## PASSAGE
------

7. When did you decide to become a scholar/critic/neither? Did you decide?

I don't know if I decided. One of my earliest memories is of my mother showing me how to use a toy microscope. My grandmother had a collection of my childhood drawings, and I'd doodle animals all the time—and they'd all have a cloud of scribbles over their heads. Apparently, I explained to her that they were their brains. And then, of course, I loved to go fishing with my dad, and my favorite part was the cleaning afterwards, when we'd poke around and identify all the guts. I used to abscond to the basement with kitchen scraps—I recall getting a chicken heart to twitch with a battery, but that livers were sadly unresponsive. And I thought my grandma was the coolest person ever when she visited the slaughterhouse and came back with a bucket of organ meats, and we got to wash and chop and cook them together, and then eat them.

It's nothing to compare with Dr Evil's childhood, but I was warped early.

8. Has blog writing affected the way you write in other venues? The way you read?

Definitely. I use it to organize my thoughts a bit, and I find myself reading papers and considering how to extract some of the material in less technical form for the weblog. And that also leads into more readily tying it into my classes.

9. Do you still read blogs or other webpages even if the design/print is unappealing or difficult to read?

Yes, sort of…really hideous sites are read through my newsreader, and I don't go to them directly. If the site is ugly and doesn't offer full rss access, though, I will abandon it. It's not as if there is a shortage of weblogs out there.

10. Have you ever bought a book because of the cover/design? Which book(s)?

------

## SHORT PROBLEM 1
Translate this sentence from the interview into Spanish: "It's not as if there is a shortage of weblogs out there."
## SHORT PROBLEM 2
Rewrite everything in the interview from "9. Do you still" down to "cover/design? Which book(s)?", putting "feed reader" in place of "newsreader".
## SHORT PROBLEM 3
Answer these questions about the interview:
(a) What did the speaker's mother show the speaker how to use?
(b) What did the speaker get to twitch with a battery?
(c) Under what conditions will the speaker abandon a site?
Nothing in the data is needed.

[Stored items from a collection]
------

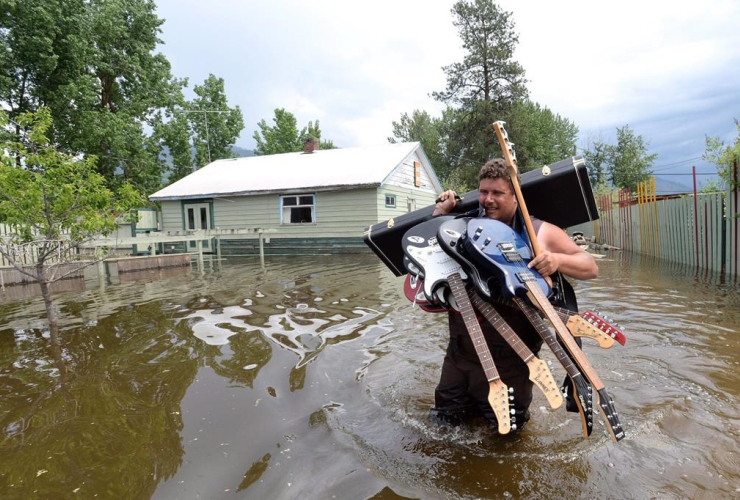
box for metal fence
[570,164,740,278]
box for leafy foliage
[0,0,241,194]
[583,125,658,190]
[389,0,578,191]
[703,120,740,186]
[388,109,447,180]
[0,108,143,245]
[252,108,336,156]
[0,108,144,332]
[432,0,527,109]
[607,125,658,189]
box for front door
[185,203,212,252]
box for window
[280,194,316,224]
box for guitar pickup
[516,272,537,283]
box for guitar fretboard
[447,273,501,382]
[513,297,580,377]
[469,290,534,363]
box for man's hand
[432,189,457,215]
[527,250,560,276]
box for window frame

------

## FINAL ANSWER 1
No es que haya escasez de weblogs por ahí.

## FINAL ANSWER 2
9. Do you still read blogs or other webpages even if the design/print is unappealing or difficult to read?

Yes, sort of…really hideous sites are read through my feed reader, and I don't go to them directly. If the site is ugly and doesn't offer full rss access, though, I will abandon it. It's not as if there is a shortage of weblogs out there.

10. Have you ever bought a book because of the cover/design? Which book(s)?

## FINAL ANSWER 3
(a) A toy microscope.
(b) A chicken heart.
(c) When the site is ugly and doesn't offer full rss access.